# Start of Task input

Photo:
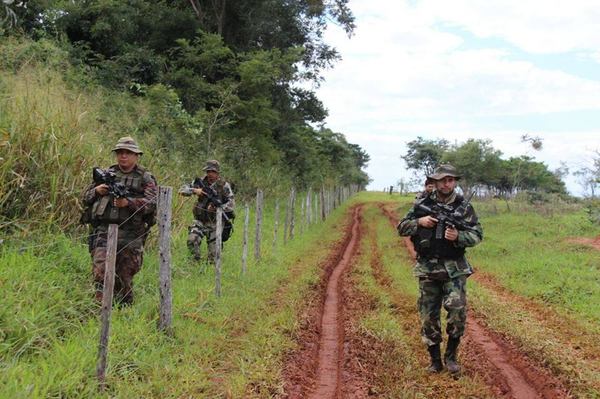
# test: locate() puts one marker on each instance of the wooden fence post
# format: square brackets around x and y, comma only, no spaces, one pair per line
[245,243]
[308,208]
[286,221]
[301,225]
[107,297]
[218,248]
[165,195]
[276,226]
[292,212]
[259,207]
[322,193]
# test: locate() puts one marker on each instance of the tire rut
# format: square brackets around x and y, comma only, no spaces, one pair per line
[316,371]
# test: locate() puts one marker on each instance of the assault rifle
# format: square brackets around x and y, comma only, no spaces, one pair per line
[115,188]
[209,192]
[446,216]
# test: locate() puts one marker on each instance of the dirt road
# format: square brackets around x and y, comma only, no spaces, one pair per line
[329,363]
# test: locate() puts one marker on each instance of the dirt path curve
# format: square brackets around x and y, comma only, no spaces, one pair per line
[501,364]
[332,332]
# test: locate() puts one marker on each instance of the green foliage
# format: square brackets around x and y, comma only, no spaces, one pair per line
[482,167]
[56,123]
[425,155]
[234,66]
[230,346]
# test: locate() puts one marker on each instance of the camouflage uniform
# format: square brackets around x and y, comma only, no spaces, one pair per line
[205,224]
[134,222]
[442,270]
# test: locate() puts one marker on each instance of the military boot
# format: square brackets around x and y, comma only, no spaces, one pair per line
[450,355]
[436,359]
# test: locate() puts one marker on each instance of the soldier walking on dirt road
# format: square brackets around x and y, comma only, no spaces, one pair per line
[441,267]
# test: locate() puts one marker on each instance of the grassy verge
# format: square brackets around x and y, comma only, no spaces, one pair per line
[231,346]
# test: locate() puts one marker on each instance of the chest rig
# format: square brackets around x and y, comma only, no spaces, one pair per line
[103,209]
[424,241]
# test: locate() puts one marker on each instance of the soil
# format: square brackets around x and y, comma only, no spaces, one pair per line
[501,364]
[335,360]
[315,369]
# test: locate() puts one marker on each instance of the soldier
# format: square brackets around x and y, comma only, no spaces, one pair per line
[135,213]
[441,267]
[205,224]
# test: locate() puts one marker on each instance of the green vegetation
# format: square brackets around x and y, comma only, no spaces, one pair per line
[231,346]
[189,82]
[483,169]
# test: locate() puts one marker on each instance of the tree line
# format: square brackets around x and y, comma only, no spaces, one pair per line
[483,168]
[230,79]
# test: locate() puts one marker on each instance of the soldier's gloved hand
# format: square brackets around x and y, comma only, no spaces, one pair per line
[101,190]
[451,234]
[427,221]
[121,202]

# End of Task input

◆ **Work required**: Go through the listing above and write it all out exactly, leaving out any picture.

◆ **Exercise output**:
Photo:
# test: locate() puts one marker on each instance of the wooden fence post
# format: square brackets around x and y, comma only, no spaces, one pair per line
[245,243]
[308,208]
[286,221]
[301,225]
[107,297]
[218,248]
[165,195]
[276,226]
[292,212]
[259,207]
[322,193]
# test: locate() puts one marker on each instance of the tire rut
# format: square brackets around x and y, comma only, no spaces, one pair per line
[316,371]
# test: locate() puts one marker on each instance of the assault rifle
# format: square brackets around x and y, comma only, no spaces, one pair per line
[115,188]
[209,192]
[446,216]
# test: locate() puts one marker on each instance of the dirt road
# format: square brackets around x and y, comma only, no spaces, one pair per line
[329,363]
# test: locate() puts one marker on each instance of the dirt path curve
# format: square brackets around x and y, comma only, no spaces, one pair per line
[501,364]
[332,332]
# test: locate() puts one marker on each instance of the green foliage
# format: square brackets around x and y, comma only, no spaces, one pair per line
[482,167]
[56,123]
[425,155]
[234,66]
[230,346]
# test: locate() puts one marker on each instance of the camouflage uniform
# format: square brackets around x and y, comma only, no spaces, one pair per line
[205,224]
[134,222]
[442,270]
# test: locate() puts one marker on each instance of the military boot
# format: square brackets around x and y, comma only, no spaces, one pair per line
[450,355]
[436,359]
# test: locate() puts one marker on each instance of the soldier walking on dirt road
# format: square brackets around x and y, comma only, no spaces, one pair per line
[441,267]
# test: locate() puts one marker on each instance of the grassy verge
# format: square brackets around x and y, comma only, no spaces, one pair per line
[231,346]
# test: locate() puts one marker on each instance of the chest rig
# format: square brackets around x and y, comma only, no spaces, one pair per line
[103,209]
[424,241]
# test: locate() puts one marker on each instance of the soil
# format: square brackets around x and y, comma only, no spaces, one pair per line
[501,364]
[335,360]
[315,369]
# test: locate() puts one marker on each instance of the soldier
# format: square brackets around x and y, comma only, no spaces, one pair per line
[135,213]
[441,267]
[205,224]
# test: locate() puts one marker on each instance of the green vegetation
# format: square brackets around x and y, comma only, no spaces, one pair per line
[231,346]
[189,82]
[483,169]
# test: locate() puts one marker on each instance of the tree line
# format: square brackets around x and y, comma only, no spaces, one pair per line
[483,168]
[230,79]
# test: locate() puts one marker on each instance of the soldier's gloved hand
# format: square brackets around x and y, comma only, no spaces, one pair per line
[101,190]
[451,234]
[427,221]
[121,202]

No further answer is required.